EXERCISE BRIEF ▸ From the entries, return every line where the string "boat" shows up.

PROVIDED INFORMATION ▸
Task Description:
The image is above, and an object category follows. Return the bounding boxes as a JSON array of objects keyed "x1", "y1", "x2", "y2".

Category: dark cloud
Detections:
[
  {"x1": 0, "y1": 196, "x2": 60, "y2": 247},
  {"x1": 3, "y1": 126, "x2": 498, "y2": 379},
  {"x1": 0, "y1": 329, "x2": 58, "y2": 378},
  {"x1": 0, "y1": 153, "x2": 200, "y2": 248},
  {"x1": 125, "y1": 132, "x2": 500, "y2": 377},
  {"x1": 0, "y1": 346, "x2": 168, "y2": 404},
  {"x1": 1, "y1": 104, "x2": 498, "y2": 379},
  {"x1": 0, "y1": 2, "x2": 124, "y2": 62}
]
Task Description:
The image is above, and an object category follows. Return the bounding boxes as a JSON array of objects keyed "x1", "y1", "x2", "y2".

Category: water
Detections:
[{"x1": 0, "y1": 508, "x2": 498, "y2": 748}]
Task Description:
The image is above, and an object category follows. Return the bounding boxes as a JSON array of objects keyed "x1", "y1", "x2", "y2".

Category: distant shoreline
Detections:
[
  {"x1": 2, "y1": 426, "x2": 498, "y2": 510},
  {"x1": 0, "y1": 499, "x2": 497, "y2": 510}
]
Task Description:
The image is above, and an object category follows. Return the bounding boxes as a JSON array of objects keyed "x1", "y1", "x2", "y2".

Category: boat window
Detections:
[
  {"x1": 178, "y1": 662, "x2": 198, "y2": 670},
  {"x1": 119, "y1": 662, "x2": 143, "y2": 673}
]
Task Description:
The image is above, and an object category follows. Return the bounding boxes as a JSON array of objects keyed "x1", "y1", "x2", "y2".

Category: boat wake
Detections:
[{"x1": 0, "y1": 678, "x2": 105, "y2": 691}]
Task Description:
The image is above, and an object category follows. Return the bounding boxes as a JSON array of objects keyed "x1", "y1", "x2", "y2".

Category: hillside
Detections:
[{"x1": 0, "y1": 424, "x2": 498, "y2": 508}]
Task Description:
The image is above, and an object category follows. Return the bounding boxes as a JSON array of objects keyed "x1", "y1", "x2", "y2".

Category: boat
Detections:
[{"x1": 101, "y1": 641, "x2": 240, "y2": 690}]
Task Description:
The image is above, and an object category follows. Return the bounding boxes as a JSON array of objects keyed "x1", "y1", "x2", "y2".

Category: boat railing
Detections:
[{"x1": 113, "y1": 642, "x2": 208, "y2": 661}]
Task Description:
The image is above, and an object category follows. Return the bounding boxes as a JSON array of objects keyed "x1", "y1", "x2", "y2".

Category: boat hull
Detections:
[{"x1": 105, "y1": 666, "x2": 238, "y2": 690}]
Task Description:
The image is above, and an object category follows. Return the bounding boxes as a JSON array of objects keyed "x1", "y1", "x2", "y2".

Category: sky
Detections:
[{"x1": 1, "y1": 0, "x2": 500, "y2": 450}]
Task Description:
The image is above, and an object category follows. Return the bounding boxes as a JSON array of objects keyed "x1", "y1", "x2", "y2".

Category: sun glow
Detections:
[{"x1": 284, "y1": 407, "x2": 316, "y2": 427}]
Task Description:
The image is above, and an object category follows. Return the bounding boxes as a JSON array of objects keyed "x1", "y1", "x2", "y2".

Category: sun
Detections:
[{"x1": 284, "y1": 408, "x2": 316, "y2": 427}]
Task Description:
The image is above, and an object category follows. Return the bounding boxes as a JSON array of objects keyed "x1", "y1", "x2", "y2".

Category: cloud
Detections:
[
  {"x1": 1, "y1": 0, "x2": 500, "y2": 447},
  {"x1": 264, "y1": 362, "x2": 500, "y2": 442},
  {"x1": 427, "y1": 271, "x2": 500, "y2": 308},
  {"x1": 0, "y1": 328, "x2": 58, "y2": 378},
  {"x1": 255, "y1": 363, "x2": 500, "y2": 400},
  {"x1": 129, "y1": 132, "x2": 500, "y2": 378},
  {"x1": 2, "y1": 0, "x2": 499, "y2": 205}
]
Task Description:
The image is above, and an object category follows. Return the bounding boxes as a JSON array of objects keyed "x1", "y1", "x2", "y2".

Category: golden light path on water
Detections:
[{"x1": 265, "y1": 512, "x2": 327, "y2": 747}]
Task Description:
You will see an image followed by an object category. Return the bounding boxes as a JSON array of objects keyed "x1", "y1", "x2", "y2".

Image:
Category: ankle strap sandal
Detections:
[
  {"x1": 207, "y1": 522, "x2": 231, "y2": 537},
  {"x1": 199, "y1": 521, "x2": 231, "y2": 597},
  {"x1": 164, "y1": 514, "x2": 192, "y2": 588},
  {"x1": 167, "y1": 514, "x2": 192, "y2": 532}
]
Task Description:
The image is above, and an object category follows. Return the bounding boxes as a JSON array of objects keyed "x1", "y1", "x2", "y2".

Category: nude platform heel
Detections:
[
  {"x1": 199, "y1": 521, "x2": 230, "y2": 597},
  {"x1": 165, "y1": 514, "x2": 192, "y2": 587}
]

REPLY ▸
Category: boat window
Category: boat wake
Category: boat
Category: boat railing
Category: boat hull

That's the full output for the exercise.